* **Written request**
Recast every line of the entries as a Markdown table with the columns Row and Line, numbering the rows in order and leaving out any blank lines.

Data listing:
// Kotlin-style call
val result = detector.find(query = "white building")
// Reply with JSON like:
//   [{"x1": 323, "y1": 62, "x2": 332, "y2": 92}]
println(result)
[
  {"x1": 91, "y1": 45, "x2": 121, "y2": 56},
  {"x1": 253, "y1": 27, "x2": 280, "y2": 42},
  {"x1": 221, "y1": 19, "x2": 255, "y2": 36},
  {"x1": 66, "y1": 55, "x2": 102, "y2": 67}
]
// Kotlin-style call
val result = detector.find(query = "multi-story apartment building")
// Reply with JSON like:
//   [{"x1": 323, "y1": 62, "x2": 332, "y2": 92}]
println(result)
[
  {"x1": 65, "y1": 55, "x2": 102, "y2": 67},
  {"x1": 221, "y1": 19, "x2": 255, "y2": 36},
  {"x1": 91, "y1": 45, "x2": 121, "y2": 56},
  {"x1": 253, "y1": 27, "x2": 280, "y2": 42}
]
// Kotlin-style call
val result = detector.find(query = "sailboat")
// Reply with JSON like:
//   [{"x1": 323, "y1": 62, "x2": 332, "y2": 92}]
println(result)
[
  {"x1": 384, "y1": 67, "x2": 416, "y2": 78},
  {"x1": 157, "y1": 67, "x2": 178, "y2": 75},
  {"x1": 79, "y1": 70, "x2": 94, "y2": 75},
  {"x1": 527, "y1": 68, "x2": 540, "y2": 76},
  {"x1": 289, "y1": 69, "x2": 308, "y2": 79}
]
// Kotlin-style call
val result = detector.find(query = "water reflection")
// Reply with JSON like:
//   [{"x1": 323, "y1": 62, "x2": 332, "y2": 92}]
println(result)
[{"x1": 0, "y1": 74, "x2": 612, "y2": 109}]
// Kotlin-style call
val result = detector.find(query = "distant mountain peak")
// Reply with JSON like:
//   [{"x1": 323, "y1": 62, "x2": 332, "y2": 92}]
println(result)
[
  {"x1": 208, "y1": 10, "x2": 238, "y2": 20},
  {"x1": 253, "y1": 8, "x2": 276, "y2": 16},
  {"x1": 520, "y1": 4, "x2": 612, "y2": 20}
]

* **Answer**
| Row | Line |
|---|---|
| 1 | // Kotlin-style call |
| 2 | val result = detector.find(query = "white building") |
| 3 | // Reply with JSON like: |
| 4 | //   [{"x1": 323, "y1": 62, "x2": 332, "y2": 92}] |
| 5 | println(result) |
| 6 | [ |
| 7 |   {"x1": 91, "y1": 45, "x2": 121, "y2": 56}, |
| 8 |   {"x1": 253, "y1": 27, "x2": 280, "y2": 42}, |
| 9 |   {"x1": 221, "y1": 19, "x2": 255, "y2": 36}, |
| 10 |   {"x1": 66, "y1": 55, "x2": 102, "y2": 67} |
| 11 | ] |
| 12 | // Kotlin-style call |
| 13 | val result = detector.find(query = "multi-story apartment building") |
| 14 | // Reply with JSON like: |
| 15 | //   [{"x1": 323, "y1": 62, "x2": 332, "y2": 92}] |
| 16 | println(result) |
| 17 | [ |
| 18 |   {"x1": 65, "y1": 55, "x2": 102, "y2": 67}, |
| 19 |   {"x1": 221, "y1": 19, "x2": 255, "y2": 36}, |
| 20 |   {"x1": 91, "y1": 45, "x2": 121, "y2": 56}, |
| 21 |   {"x1": 253, "y1": 27, "x2": 280, "y2": 42} |
| 22 | ] |
| 23 | // Kotlin-style call |
| 24 | val result = detector.find(query = "sailboat") |
| 25 | // Reply with JSON like: |
| 26 | //   [{"x1": 323, "y1": 62, "x2": 332, "y2": 92}] |
| 27 | println(result) |
| 28 | [ |
| 29 |   {"x1": 384, "y1": 67, "x2": 416, "y2": 78}, |
| 30 |   {"x1": 157, "y1": 67, "x2": 178, "y2": 75}, |
| 31 |   {"x1": 79, "y1": 70, "x2": 94, "y2": 75}, |
| 32 |   {"x1": 527, "y1": 68, "x2": 540, "y2": 76}, |
| 33 |   {"x1": 289, "y1": 69, "x2": 308, "y2": 79} |
| 34 | ] |
| 35 | // Kotlin-style call |
| 36 | val result = detector.find(query = "water reflection") |
| 37 | // Reply with JSON like: |
| 38 | //   [{"x1": 323, "y1": 62, "x2": 332, "y2": 92}] |
| 39 | println(result) |
| 40 | [{"x1": 0, "y1": 74, "x2": 612, "y2": 109}] |
| 41 | // Kotlin-style call |
| 42 | val result = detector.find(query = "distant mountain peak") |
| 43 | // Reply with JSON like: |
| 44 | //   [{"x1": 323, "y1": 62, "x2": 332, "y2": 92}] |
| 45 | println(result) |
| 46 | [ |
| 47 |   {"x1": 208, "y1": 10, "x2": 238, "y2": 20}, |
| 48 |   {"x1": 253, "y1": 8, "x2": 276, "y2": 16}, |
| 49 |   {"x1": 520, "y1": 4, "x2": 612, "y2": 20} |
| 50 | ] |